**EXTRACTED MATERIAL**
+++

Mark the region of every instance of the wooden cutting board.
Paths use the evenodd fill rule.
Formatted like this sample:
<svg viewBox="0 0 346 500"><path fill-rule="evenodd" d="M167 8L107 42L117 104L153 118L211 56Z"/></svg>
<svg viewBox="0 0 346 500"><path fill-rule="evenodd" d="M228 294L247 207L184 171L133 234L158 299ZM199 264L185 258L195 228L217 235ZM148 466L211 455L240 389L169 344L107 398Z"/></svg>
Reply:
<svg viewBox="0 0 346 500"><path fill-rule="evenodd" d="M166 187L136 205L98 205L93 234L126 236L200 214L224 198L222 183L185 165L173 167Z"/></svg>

+++

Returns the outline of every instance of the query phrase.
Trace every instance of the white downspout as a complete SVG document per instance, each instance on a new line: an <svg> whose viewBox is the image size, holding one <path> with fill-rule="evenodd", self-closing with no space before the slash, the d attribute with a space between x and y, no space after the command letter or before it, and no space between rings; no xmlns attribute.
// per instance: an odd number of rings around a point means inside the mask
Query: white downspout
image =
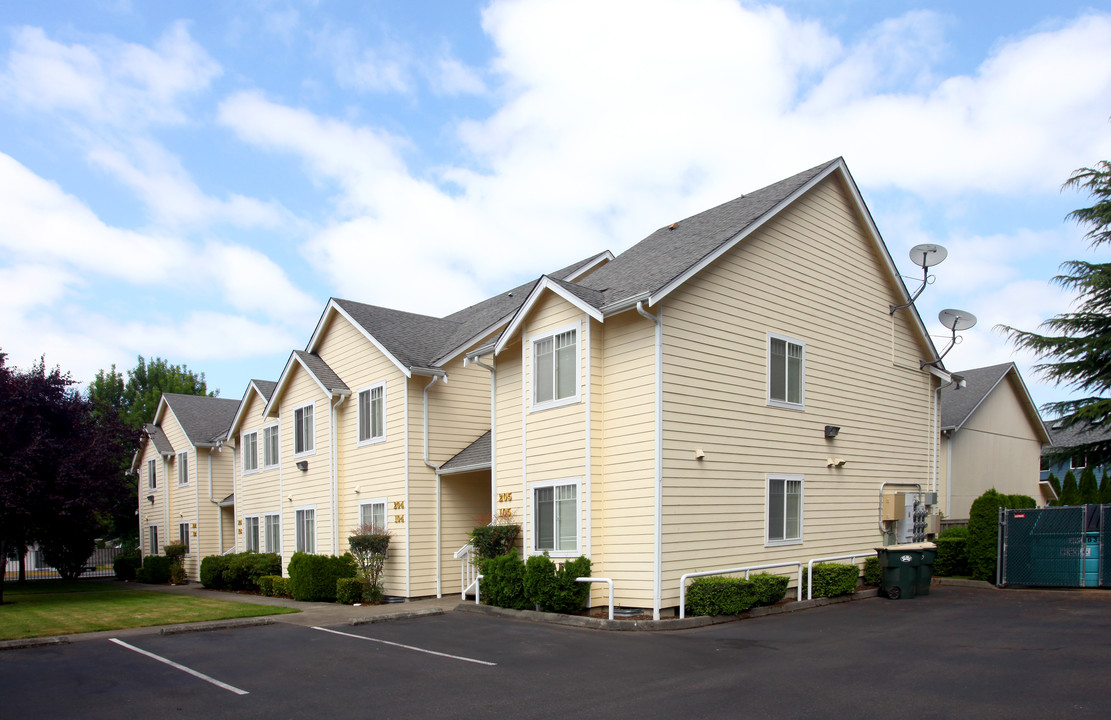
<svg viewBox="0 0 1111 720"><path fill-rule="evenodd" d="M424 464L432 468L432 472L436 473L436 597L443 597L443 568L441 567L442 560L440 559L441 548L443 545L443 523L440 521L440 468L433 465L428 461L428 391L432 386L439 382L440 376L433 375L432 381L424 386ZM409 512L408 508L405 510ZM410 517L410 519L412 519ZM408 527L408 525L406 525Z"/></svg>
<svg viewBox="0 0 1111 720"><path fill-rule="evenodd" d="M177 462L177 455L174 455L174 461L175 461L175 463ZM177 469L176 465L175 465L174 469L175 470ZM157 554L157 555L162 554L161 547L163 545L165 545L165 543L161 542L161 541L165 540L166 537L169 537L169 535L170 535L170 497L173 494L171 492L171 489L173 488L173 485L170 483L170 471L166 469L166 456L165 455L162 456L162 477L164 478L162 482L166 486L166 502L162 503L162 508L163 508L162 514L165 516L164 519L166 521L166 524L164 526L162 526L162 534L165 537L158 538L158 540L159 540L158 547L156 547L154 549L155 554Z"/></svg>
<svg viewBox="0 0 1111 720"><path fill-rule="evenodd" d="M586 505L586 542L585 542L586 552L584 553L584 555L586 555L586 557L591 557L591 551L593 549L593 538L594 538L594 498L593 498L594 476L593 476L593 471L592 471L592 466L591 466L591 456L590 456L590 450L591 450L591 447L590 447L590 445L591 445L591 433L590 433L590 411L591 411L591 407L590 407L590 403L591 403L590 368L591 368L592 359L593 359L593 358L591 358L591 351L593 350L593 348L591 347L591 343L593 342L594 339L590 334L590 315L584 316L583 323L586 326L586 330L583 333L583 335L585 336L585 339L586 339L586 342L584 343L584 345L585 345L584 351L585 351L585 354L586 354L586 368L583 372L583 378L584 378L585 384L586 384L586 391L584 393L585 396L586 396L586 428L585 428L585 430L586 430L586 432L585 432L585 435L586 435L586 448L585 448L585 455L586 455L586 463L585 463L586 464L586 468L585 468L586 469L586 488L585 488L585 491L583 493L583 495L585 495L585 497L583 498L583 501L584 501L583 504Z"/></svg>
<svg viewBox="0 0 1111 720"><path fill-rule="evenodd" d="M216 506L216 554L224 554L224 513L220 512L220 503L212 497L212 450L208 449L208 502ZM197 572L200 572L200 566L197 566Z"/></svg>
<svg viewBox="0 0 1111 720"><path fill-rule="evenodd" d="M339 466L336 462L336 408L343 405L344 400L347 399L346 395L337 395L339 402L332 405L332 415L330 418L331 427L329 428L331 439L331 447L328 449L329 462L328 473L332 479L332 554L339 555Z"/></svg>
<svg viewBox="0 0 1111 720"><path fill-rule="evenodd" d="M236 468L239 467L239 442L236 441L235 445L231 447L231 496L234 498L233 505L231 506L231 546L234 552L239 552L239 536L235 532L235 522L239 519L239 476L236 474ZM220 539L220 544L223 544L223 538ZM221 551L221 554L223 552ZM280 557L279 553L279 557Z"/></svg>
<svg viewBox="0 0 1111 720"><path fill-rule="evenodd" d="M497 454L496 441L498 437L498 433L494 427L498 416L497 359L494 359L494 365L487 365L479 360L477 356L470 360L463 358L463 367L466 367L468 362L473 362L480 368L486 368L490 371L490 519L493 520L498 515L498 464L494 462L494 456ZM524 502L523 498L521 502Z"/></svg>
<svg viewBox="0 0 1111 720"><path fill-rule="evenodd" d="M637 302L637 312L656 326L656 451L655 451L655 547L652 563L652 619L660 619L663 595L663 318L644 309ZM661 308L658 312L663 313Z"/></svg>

+++

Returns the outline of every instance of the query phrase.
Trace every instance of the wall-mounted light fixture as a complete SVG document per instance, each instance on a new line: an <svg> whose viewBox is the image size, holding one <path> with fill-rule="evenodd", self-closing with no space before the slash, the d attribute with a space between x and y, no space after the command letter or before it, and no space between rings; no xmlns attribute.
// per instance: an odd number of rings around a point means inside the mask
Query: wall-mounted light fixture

+++

**WHAT IS REQUIRED**
Select every line in the material above where the string "mounted" occurs, and copy it.

**RESPONSE**
Trace every instance of the wall-mounted light fixture as a complete SVG document per instance, each instance on a new line: an <svg> whose viewBox is the image size, holding one <path> with fill-rule="evenodd", self-closing with no space before the slash, the d attribute with a space between x and y, no space after the command letter or before it, and no space between rings; no xmlns attribute.
Query: wall-mounted light fixture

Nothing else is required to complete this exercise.